Retype each line of the listing. Do not alter anything.

---

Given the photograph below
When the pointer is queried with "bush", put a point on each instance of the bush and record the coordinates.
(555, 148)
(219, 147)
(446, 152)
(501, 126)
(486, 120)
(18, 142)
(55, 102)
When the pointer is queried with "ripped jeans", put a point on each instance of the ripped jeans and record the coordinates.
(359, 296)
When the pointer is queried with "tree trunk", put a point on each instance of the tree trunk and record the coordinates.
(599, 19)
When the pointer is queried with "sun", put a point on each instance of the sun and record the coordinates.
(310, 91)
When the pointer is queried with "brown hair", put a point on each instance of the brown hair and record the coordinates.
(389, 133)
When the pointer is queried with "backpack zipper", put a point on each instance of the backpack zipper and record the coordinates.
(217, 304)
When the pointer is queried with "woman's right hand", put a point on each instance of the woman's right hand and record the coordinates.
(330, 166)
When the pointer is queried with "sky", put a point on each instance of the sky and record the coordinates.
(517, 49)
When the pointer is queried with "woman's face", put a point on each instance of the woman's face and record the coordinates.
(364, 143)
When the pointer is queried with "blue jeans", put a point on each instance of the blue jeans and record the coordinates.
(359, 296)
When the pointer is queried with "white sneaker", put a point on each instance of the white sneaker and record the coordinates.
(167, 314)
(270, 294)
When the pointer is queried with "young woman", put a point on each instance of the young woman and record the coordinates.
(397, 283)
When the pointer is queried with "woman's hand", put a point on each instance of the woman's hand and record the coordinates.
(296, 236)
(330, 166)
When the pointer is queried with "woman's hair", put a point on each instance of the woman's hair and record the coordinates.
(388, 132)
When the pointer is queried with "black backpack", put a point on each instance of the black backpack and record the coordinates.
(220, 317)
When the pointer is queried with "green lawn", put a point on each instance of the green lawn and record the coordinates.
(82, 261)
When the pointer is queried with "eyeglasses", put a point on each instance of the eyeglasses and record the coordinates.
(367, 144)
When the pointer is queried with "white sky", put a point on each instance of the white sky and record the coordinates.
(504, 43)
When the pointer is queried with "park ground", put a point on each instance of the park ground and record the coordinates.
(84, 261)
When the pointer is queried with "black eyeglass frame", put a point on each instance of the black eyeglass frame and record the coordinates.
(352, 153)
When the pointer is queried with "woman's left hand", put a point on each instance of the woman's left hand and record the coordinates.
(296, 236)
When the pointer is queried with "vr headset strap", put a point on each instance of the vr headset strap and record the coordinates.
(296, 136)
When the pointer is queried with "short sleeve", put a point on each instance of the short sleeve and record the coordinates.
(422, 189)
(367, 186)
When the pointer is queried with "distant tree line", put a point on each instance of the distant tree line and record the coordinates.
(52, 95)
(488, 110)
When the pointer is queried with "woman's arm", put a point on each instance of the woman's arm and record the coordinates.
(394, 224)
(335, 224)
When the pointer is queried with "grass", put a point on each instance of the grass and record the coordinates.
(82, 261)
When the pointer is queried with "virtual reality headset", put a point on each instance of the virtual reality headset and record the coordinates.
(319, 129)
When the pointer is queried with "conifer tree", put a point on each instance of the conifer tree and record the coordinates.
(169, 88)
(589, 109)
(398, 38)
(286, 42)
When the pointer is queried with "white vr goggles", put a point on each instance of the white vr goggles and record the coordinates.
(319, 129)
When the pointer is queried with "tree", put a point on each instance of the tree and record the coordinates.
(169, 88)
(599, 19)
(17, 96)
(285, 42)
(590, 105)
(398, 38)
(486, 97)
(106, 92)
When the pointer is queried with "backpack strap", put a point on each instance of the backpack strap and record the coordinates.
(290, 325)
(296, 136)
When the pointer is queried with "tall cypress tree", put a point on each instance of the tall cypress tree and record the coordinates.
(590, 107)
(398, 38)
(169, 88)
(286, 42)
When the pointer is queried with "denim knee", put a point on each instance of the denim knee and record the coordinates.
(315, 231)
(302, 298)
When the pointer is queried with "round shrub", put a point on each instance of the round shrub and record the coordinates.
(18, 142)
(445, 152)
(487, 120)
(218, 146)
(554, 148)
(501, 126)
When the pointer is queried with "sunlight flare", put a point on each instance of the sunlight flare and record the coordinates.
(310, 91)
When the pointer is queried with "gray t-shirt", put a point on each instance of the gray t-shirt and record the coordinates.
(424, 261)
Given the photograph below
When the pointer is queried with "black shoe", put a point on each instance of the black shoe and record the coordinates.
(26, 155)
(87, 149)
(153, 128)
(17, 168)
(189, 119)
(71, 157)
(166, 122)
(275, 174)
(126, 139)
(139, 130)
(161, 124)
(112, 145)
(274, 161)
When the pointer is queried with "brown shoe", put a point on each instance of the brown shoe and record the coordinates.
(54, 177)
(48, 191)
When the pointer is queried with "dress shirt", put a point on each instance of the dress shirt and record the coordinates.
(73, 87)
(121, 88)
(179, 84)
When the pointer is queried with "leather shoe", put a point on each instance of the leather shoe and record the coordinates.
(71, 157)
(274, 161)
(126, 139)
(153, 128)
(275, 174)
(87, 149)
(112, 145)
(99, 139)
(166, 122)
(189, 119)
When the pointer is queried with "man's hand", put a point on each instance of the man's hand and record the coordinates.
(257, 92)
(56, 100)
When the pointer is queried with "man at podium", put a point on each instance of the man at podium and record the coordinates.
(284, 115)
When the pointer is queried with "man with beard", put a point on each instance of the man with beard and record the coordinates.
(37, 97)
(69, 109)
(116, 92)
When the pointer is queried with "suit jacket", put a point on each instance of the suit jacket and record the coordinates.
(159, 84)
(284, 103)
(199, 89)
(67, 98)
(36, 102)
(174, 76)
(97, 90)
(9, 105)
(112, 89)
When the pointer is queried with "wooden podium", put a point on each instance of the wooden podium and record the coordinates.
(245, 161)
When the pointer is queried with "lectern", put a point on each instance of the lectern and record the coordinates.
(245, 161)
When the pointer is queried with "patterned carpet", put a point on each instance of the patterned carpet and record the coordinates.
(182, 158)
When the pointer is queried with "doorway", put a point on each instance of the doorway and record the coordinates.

---

**SOLVED EXERCISE**
Given the photograph below
When the pointer is queried with "bush", put a point on each instance of the bush and record the coordinates.
(555, 148)
(219, 147)
(446, 152)
(501, 126)
(486, 120)
(18, 142)
(55, 102)
When the pointer is queried with "ripped jeans", put a point on each instance of the ripped jeans and record the coordinates.
(359, 296)
When the pointer is queried with "tree trunk", put a point on each instance of the tree trunk and record the coordinates.
(599, 19)
When the pointer is queried with "sun", put a point on each instance of the sun and record the coordinates.
(310, 91)
When the pointer is queried with "brown hair", put a point on each instance of the brown hair and record the coordinates.
(389, 133)
When the pointer is queried with "backpack zipper", put a point on each instance of the backpack zipper and record the coordinates.
(217, 304)
When the pointer is queried with "woman's right hand", put a point on each instance of the woman's right hand and record the coordinates.
(330, 166)
When the pointer is queried with "sky", put a point on each instance of the sky and record the coordinates.
(517, 49)
When the pointer is queried with "woman's face", put a point on each instance of the woman's face and record the coordinates.
(364, 143)
When the pointer is queried with "blue jeans", put a point on each instance of the blue jeans and record the coordinates.
(359, 296)
When the pointer is queried with "white sneaker", put a point on each instance of the white sneaker and record the coordinates.
(167, 314)
(270, 294)
When the pointer is queried with "young woman", put a point on each instance of the young woman and record the coordinates.
(397, 283)
When the pointer is queried with "woman's hand", put a point on each instance of the woman's hand and record the coordinates.
(296, 236)
(330, 166)
When the pointer is queried with "woman's hair", put a point on each instance of the woman's hair and record the coordinates.
(388, 132)
When the pointer is queried with "black backpack", put a point on each instance of the black backpack and record the coordinates.
(220, 317)
When the pointer is queried with "green lawn", put a point on each instance of the green lawn and record the coordinates.
(82, 261)
When the pointer is queried with "eyeglasses", put a point on each instance of the eyeglasses and record the coordinates.
(367, 144)
When the pointer is queried with "white sky", put a point on each instance of the white sky and record the coordinates.
(504, 43)
When the pointer is queried with "park ground", put a point on each instance of the park ground and record the coordinates.
(84, 261)
When the pointer is queried with "black eyeglass frame", put a point on each instance of the black eyeglass frame and record the coordinates.
(352, 153)
When the pointer is queried with "woman's left hand", put a point on each instance of the woman's left hand and record the coordinates.
(296, 236)
When the pointer is queried with "vr headset strap", put a point on each instance of the vr headset strap and record the coordinates.
(296, 136)
When the pointer is queried with "short sleeve", put a point on each instance of the short sleeve and record the coordinates.
(422, 189)
(367, 186)
When the pointer is queried with "distant tree line", put a point on each instance of the distant tree line and record the coordinates.
(52, 95)
(488, 110)
When the pointer is queried with "woman's arm", put a point on each instance of the woman's arm and record the coordinates.
(394, 224)
(335, 224)
When the pointer is queried with "grass", put a point on each instance of the grass and record the coordinates.
(82, 261)
When the pointer is queried with "virtual reality headset", put a point on each instance of the virtual reality headset and record the coordinates.
(319, 129)
When the pointer is queried with "conifer tree", put a point on each instance of the conifer tree and record the coordinates.
(169, 88)
(589, 109)
(398, 38)
(286, 42)
When the pointer is queried with "white vr goggles", put a point on each instance of the white vr goggles and record the coordinates.
(319, 129)
When the pointer is queried with "tree", put a point on each instance of the tree and record the coordinates.
(169, 88)
(599, 19)
(17, 96)
(285, 42)
(590, 105)
(398, 38)
(486, 97)
(106, 92)
When the pointer is queried with "backpack strap", put a point on each instance of the backpack strap and record the coordinates.
(290, 325)
(296, 136)
When the pointer is queried with "tall cypress tree", put a point on each instance of the tall cypress tree and record the coordinates.
(590, 107)
(398, 38)
(169, 88)
(286, 42)
When the pointer is queried with "denim knee", put a point on each instance of the denim knee and record the coordinates.
(315, 231)
(302, 298)
When the pointer is queried with "round shrub", put a point on each instance of the round shrub and record the coordinates.
(18, 142)
(445, 152)
(487, 120)
(218, 146)
(554, 148)
(501, 126)
When the pointer is queried with "sunlight flare", put a point on each instance of the sunlight flare and record the coordinates.
(310, 91)
When the pointer is queried with "gray t-shirt", put a point on each instance of the gray t-shirt and record the coordinates.
(424, 261)
Given the photograph below
When the pointer is queried with "black shoe", put a point on each instance of the black shoe and record the coordinates.
(26, 155)
(87, 149)
(153, 128)
(17, 168)
(189, 119)
(71, 157)
(166, 122)
(275, 174)
(126, 139)
(139, 130)
(161, 124)
(112, 145)
(274, 161)
When the pointer is queried with "brown shoe", put a point on each instance of the brown shoe and record the coordinates.
(54, 177)
(48, 191)
When the pointer is queried with "dress shirt", put a point on each instance of the dress shirt and record the coordinates.
(73, 87)
(121, 88)
(179, 84)
When the pointer is queried with "leather shoe", put a point on each instance of the leather shoe and record the coordinates.
(71, 157)
(274, 161)
(126, 139)
(153, 128)
(275, 174)
(87, 149)
(112, 145)
(99, 139)
(166, 122)
(189, 119)
When the pointer is queried with "man's hand", put a point on each instance of the man's hand and record the coordinates.
(257, 92)
(56, 100)
When the pointer is queried with "man at podium", put a point on each instance of the man at podium and record the coordinates.
(284, 115)
When the pointer is queried with "man with beard", put a point on each instance of the man with beard and record the coordinates.
(37, 97)
(69, 109)
(116, 92)
When the pointer is queried with "suit jacket", put a point on each instance of the suit jacket and record the coordinates.
(159, 84)
(284, 103)
(199, 89)
(67, 98)
(36, 102)
(174, 76)
(97, 90)
(9, 105)
(112, 89)
When the pointer is queried with "wooden podium", put a point on each instance of the wooden podium and record the coordinates.
(245, 161)
When the pointer is queried with "lectern", put a point on each instance of the lectern and record the coordinates.
(245, 161)
When the pointer is queried with "patterned carpet", put a point on each instance of the patterned carpet and record the coordinates.
(182, 158)
When the pointer is queried with "doorway", put a point on each instance of the doorway and record the coordinates.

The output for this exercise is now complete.